— start of RECORDS FOR PROCESSING —
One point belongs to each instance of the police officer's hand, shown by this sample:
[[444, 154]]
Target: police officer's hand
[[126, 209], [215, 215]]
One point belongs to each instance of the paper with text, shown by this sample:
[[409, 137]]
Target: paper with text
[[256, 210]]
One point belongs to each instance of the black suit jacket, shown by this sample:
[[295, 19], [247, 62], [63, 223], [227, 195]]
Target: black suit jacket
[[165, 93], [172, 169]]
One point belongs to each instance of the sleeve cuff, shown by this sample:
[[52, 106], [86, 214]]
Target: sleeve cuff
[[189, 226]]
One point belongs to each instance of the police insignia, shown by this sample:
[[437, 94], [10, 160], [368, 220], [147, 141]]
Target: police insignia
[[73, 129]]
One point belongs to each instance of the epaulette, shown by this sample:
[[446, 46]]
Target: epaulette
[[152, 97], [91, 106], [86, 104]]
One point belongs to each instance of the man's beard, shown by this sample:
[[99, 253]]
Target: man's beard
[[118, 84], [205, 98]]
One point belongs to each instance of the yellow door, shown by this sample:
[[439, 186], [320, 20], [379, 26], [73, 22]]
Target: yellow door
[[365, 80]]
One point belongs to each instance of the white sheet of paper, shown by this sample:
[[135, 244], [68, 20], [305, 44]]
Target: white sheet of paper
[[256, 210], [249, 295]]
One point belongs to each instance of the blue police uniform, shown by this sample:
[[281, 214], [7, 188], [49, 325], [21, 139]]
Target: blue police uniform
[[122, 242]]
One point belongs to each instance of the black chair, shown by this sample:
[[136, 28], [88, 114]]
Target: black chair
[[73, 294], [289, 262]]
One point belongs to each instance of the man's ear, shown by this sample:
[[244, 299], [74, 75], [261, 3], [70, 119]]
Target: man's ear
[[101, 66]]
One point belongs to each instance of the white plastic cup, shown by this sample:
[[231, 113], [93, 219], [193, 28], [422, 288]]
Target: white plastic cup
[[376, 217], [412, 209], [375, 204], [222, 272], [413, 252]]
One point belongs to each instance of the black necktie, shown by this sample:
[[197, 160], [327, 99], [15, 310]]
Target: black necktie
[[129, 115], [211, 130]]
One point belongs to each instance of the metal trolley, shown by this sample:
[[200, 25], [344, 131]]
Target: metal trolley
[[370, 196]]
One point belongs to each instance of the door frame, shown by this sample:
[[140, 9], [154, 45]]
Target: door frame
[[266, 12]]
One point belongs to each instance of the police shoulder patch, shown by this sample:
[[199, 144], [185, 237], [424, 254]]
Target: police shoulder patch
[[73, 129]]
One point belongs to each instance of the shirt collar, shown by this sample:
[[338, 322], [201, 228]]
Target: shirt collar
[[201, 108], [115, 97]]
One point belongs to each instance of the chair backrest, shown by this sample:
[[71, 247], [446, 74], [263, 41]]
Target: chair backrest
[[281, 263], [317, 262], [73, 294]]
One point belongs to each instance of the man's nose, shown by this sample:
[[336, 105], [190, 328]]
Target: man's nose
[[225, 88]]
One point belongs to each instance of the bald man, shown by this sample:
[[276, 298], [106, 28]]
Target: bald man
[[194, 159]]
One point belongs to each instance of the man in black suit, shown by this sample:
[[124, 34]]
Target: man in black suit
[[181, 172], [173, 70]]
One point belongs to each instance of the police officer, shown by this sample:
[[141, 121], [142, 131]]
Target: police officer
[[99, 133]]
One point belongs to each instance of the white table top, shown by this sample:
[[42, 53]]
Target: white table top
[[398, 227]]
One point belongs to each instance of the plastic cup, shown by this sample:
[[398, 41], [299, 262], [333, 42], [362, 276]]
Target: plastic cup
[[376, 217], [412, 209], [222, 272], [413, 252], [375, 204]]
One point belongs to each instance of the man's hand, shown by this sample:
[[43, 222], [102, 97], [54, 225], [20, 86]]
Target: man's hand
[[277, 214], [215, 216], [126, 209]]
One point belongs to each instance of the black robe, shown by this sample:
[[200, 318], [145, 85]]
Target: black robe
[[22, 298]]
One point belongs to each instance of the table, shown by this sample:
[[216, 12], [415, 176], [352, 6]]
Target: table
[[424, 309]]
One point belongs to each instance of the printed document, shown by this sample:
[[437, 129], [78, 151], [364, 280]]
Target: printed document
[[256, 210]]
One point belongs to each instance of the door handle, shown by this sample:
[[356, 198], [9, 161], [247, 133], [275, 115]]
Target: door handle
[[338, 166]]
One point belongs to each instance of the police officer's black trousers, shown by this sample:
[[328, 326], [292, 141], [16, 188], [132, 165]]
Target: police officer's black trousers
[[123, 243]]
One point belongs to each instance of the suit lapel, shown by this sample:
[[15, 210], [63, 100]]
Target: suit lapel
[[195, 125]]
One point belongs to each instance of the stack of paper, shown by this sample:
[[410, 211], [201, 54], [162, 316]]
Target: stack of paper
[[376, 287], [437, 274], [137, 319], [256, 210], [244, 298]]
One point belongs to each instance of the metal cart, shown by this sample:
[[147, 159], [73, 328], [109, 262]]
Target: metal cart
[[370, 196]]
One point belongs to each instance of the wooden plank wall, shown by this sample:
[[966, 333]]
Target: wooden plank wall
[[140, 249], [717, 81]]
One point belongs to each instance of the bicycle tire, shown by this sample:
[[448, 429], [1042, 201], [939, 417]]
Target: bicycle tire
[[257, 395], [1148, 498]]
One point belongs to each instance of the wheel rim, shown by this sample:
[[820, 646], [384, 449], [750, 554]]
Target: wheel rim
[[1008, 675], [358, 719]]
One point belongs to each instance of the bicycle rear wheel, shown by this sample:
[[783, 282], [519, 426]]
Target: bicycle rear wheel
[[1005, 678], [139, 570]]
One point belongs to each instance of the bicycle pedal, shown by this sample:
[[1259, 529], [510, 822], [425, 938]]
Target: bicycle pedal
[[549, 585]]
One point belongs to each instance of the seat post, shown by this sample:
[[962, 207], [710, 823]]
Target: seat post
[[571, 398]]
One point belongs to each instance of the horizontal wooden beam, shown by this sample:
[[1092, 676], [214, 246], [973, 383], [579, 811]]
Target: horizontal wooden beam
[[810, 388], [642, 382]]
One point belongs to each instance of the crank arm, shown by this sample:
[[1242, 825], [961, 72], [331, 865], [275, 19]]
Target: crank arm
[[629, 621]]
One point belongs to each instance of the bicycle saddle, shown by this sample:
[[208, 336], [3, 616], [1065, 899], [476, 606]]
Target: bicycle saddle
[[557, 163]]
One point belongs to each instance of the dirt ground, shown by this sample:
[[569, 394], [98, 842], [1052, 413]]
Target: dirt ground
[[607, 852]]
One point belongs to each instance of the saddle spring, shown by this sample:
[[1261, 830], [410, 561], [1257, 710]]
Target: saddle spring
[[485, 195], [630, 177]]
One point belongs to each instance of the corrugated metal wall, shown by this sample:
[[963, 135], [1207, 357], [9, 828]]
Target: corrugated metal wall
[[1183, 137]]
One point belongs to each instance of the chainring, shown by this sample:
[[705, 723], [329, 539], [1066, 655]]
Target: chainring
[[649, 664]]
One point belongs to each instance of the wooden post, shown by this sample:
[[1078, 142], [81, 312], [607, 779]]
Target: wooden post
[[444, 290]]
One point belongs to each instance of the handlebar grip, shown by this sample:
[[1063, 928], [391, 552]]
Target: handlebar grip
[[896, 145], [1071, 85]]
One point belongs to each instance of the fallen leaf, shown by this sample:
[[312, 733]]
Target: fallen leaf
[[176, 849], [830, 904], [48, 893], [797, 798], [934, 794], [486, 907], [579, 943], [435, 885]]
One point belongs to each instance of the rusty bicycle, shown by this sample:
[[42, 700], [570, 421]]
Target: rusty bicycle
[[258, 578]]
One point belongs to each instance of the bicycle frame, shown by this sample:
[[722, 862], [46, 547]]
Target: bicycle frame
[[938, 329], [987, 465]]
— end of RECORDS FOR PROCESSING —
TASK STATEMENT:
Please turn the listing above into a Markdown table with two columns, Row and Line, giving each nonblank line its own numbered row.

PROBLEM SOLUTION:
| Row | Line |
|---|---|
| 1 | One point belongs to each instance of the police officer's hand, shown by this sample: |
| 2 | [[444, 154]] |
| 3 | Target: police officer's hand |
| 4 | [[126, 209], [215, 215]] |
| 5 | One point belongs to each instance of the paper with text, shown by this sample: |
| 6 | [[409, 137]] |
| 7 | Target: paper with text |
| 8 | [[256, 210]] |
| 9 | One point belongs to each instance of the black suit jacket, shown by this sample: |
| 10 | [[295, 19], [247, 62], [63, 223], [227, 195]] |
| 11 | Target: black suit jacket |
| 12 | [[165, 93], [172, 169]] |
| 13 | One point belongs to each instance of the sleeve cuff, shown by this sample: |
| 14 | [[52, 106], [86, 214]] |
| 15 | Target: sleeve cuff |
| 16 | [[189, 226]] |
| 17 | One point belongs to each instance of the police insignia, shown by this sample: |
| 18 | [[437, 94], [10, 160], [368, 220], [147, 141]] |
| 19 | Target: police insignia |
| 20 | [[73, 129]] |
| 21 | One point belongs to each instance of the epaulette, shown by this sample: |
| 22 | [[446, 46]] |
| 23 | Target: epaulette |
| 24 | [[152, 97], [91, 106], [86, 104]] |
| 25 | One point belongs to each instance of the man's beard, shown by this sample: |
| 26 | [[99, 253]] |
| 27 | Target: man's beard |
| 28 | [[118, 84], [205, 98]] |
| 29 | One point belongs to each instance of the yellow door, shown by this sample: |
| 30 | [[439, 186], [320, 20], [379, 26], [73, 22]] |
| 31 | Target: yellow door |
| 32 | [[365, 80]] |
| 33 | One point belongs to each instance of the white sheet of paper, shown by this sample: |
| 34 | [[135, 244], [68, 20], [305, 44]] |
| 35 | Target: white sheet of paper |
| 36 | [[256, 210], [249, 295]] |
| 37 | One point belongs to each instance of the blue police uniform, shown by this sample: |
| 38 | [[281, 214], [7, 188], [49, 325], [21, 139]] |
| 39 | Target: blue police uniform |
| 40 | [[122, 242]] |
| 41 | One point belongs to each instance of the black chair, shown by this sample: |
| 42 | [[136, 28], [88, 114]] |
| 43 | Target: black chair |
| 44 | [[73, 294], [289, 262]] |
| 45 | One point belongs to each instance of the man's ear, shown by this sample: |
| 46 | [[244, 299], [74, 75], [261, 3], [70, 119]] |
| 47 | Target: man's ear |
| 48 | [[101, 66]] |
| 49 | One point belongs to each instance of the white plastic cup, shown by this sample: |
| 50 | [[231, 113], [93, 219], [193, 28], [422, 288]] |
| 51 | Target: white plastic cup |
| 52 | [[376, 217], [412, 209], [375, 204], [222, 272], [413, 252]] |
| 53 | One point belongs to each instance of the black necktie, shown by this sample: |
| 54 | [[197, 160], [327, 99], [15, 310]] |
| 55 | Target: black necktie |
| 56 | [[129, 115], [211, 130]] |
| 57 | One point belongs to each instance of the metal trolley, shown by this sample: |
| 58 | [[200, 25], [344, 131]] |
| 59 | Target: metal trolley |
| 60 | [[370, 196]] |
| 61 | One point belongs to each instance of the door frame, shown by this sample: |
| 62 | [[140, 9], [154, 45]] |
| 63 | Target: door frame |
| 64 | [[266, 12]] |
| 65 | One point belongs to each instance of the police shoulder patch, shown by this sample: |
| 66 | [[199, 144], [185, 237], [424, 254]] |
| 67 | Target: police shoulder patch |
| 68 | [[73, 129]] |
| 69 | One point belongs to each instance of the shirt collar, shown by this sample: |
| 70 | [[338, 322], [201, 228]] |
| 71 | Target: shirt collar |
| 72 | [[201, 108], [115, 97]] |
| 73 | One point belongs to each instance of the chair backrest, shown by this sample: |
| 74 | [[71, 247], [446, 74], [263, 41]] |
| 75 | Target: chair backrest |
| 76 | [[281, 263], [317, 262], [73, 294]] |
| 77 | One point belongs to each instance of the man's nose, shown by this sample: |
| 78 | [[336, 105], [190, 328]] |
| 79 | Target: man's nose |
| 80 | [[225, 88]] |
| 81 | One point belongs to each instance of the bald man, shown by this sample: |
| 82 | [[276, 298], [106, 28]] |
| 83 | Target: bald man |
| 84 | [[194, 159]] |
| 85 | One point belongs to each instance of the man in black suit, shown by this sample: |
| 86 | [[124, 34]] |
| 87 | Target: man in black suit |
| 88 | [[181, 172], [173, 70]] |
| 89 | One point belongs to each instance of the police officer, shown by this sample: |
| 90 | [[141, 121], [142, 131]] |
| 91 | Target: police officer |
| 92 | [[99, 133]] |
| 93 | One point belongs to each instance of the white table top, shown by this sample: |
| 94 | [[42, 53]] |
| 95 | Target: white table top |
| 96 | [[398, 227]] |
| 97 | One point belongs to each instance of the plastic cup, shown by this sample: |
| 98 | [[398, 41], [299, 262], [333, 42], [362, 276]] |
| 99 | Target: plastic cup |
| 100 | [[376, 217], [412, 209], [222, 272], [413, 252], [375, 204]] |
| 101 | One point belongs to each instance of the man's hand, shown by this sample: |
| 102 | [[43, 222], [102, 97], [54, 225], [20, 86]] |
| 103 | Target: man's hand |
| 104 | [[277, 214], [215, 216], [126, 209]] |
| 105 | One point belongs to each instance of the black robe, shown by this sample: |
| 106 | [[200, 318], [145, 85]] |
| 107 | Target: black robe |
| 108 | [[22, 298]] |
| 109 | One point belongs to each instance of the table, shown by this sample: |
| 110 | [[216, 12], [415, 176], [352, 6]] |
| 111 | Target: table |
| 112 | [[424, 309]] |
| 113 | One point belongs to each instance of the printed document, shown by this sample: |
| 114 | [[437, 129], [78, 151], [364, 280]] |
| 115 | Target: printed document |
| 116 | [[256, 210]] |
| 117 | One point belongs to each instance of the door handle, shown by this sample: |
| 118 | [[356, 198], [9, 161], [247, 133], [275, 115]] |
| 119 | Target: door handle |
| 120 | [[338, 166]] |
| 121 | One point belongs to each instance of the police officer's black trousers, shown by this sample: |
| 122 | [[328, 326], [292, 141], [16, 188], [132, 165]] |
| 123 | Target: police officer's black trousers |
| 124 | [[123, 243]] |
| 125 | One point belongs to each instance of the suit lapel, shown by this sample: |
| 126 | [[15, 210], [63, 100]] |
| 127 | Target: suit lapel |
| 128 | [[195, 125]] |
| 129 | One point belongs to each instance of the stack of paper, shown by this sample: |
| 130 | [[410, 211], [201, 54], [162, 316]] |
| 131 | Target: stack of paper |
| 132 | [[376, 287], [437, 274], [137, 319], [256, 210], [244, 298]] |
| 133 | One point belongs to each instance of the metal cart, shown by this sample: |
| 134 | [[147, 159], [73, 328], [109, 262]] |
| 135 | Target: metal cart |
| 136 | [[370, 196]] |
| 137 | One point belongs to each instance of the wooden plank wall, shown by this sample: |
| 138 | [[966, 333]] |
| 139 | Target: wooden plank wall |
| 140 | [[140, 249], [717, 81]] |
| 141 | One point belongs to each instance of the bicycle tire, shown by this sample: |
| 142 | [[448, 429], [1042, 201], [939, 417]] |
| 143 | Target: bicycle tire |
| 144 | [[257, 395], [1148, 498]] |
| 145 | One point belongs to each instance of the wheel rim, shown by this sample: |
| 146 | [[820, 646], [384, 449], [750, 554]] |
| 147 | Target: wheel rim |
| 148 | [[1008, 675], [358, 719]] |
| 149 | One point belongs to each instance of the bicycle rear wheel, shown by this sample: |
| 150 | [[783, 282], [519, 426]] |
| 151 | Target: bicycle rear wheel |
| 152 | [[1005, 678], [139, 570]] |
| 153 | One point belongs to each instance of the bicycle pedal, shown by this sample: |
| 154 | [[1259, 529], [510, 822], [425, 938]] |
| 155 | Target: bicycle pedal |
| 156 | [[549, 585]] |
| 157 | One point belongs to each instance of the seat post, shown by this sample: |
| 158 | [[962, 207], [710, 823]] |
| 159 | Target: seat post |
| 160 | [[571, 398]] |
| 161 | One point belongs to each instance of the horizontal wooden beam, shown by this sample: |
| 162 | [[1092, 676], [214, 246], [973, 383], [579, 811]] |
| 163 | Target: horizontal wooden beam |
| 164 | [[810, 388], [642, 382]] |
| 165 | One point belongs to each instance of the crank arm, shown by this sample: |
| 166 | [[1242, 825], [961, 72], [331, 865], [275, 19]] |
| 167 | Target: crank arm |
| 168 | [[629, 621]] |
| 169 | One point belongs to each instance of the bicycle saddle, shown by this sample: |
| 170 | [[208, 336], [3, 616], [1065, 899], [476, 606]] |
| 171 | Target: bicycle saddle |
| 172 | [[557, 163]] |
| 173 | One point belongs to each instance of the dirt ground, shown by this sample: |
| 174 | [[569, 394], [98, 842], [1052, 413]] |
| 175 | Target: dirt ground |
| 176 | [[607, 852]] |
| 177 | One point belongs to each instance of the saddle spring, shown by this sample: |
| 178 | [[1261, 830], [410, 561], [1257, 710]] |
| 179 | Target: saddle spring |
| 180 | [[485, 195], [630, 177]] |
| 181 | One point belongs to each instance of the corrugated metal wall, shown by this sample: |
| 182 | [[963, 135], [1207, 357], [9, 828]] |
| 183 | Target: corrugated metal wall |
| 184 | [[1183, 137]] |
| 185 | One point belongs to each instance of the chainring, shown by this sample: |
| 186 | [[705, 723], [329, 539], [1066, 655]] |
| 187 | Target: chainring |
| 188 | [[649, 664]] |
| 189 | One point belongs to each instance of the wooden post, shown by this sample: |
| 190 | [[1078, 142], [81, 312], [607, 779]] |
| 191 | Target: wooden post |
| 192 | [[444, 290]] |
| 193 | One point belongs to each instance of the handlebar grip, shown by this sample: |
| 194 | [[1063, 928], [391, 552]] |
| 195 | Target: handlebar grip |
| 196 | [[896, 145], [1071, 85]] |
| 197 | One point belongs to each instance of the fallen leaf, shown by this sample: |
| 198 | [[312, 733]] |
| 199 | Target: fallen leaf |
| 200 | [[176, 849], [830, 904], [48, 893], [797, 798], [934, 794], [486, 907], [579, 943], [435, 885]] |
| 201 | One point belongs to each instance of the rusty bicycle, shown by this sample: |
| 202 | [[42, 700], [570, 421]] |
| 203 | Target: rusty bicycle |
| 204 | [[258, 578]] |
| 205 | One point belongs to each instance of the bicycle frame, shown by this sample: |
| 206 | [[722, 862], [46, 547]] |
| 207 | Target: bicycle frame |
| 208 | [[938, 329], [987, 465]] |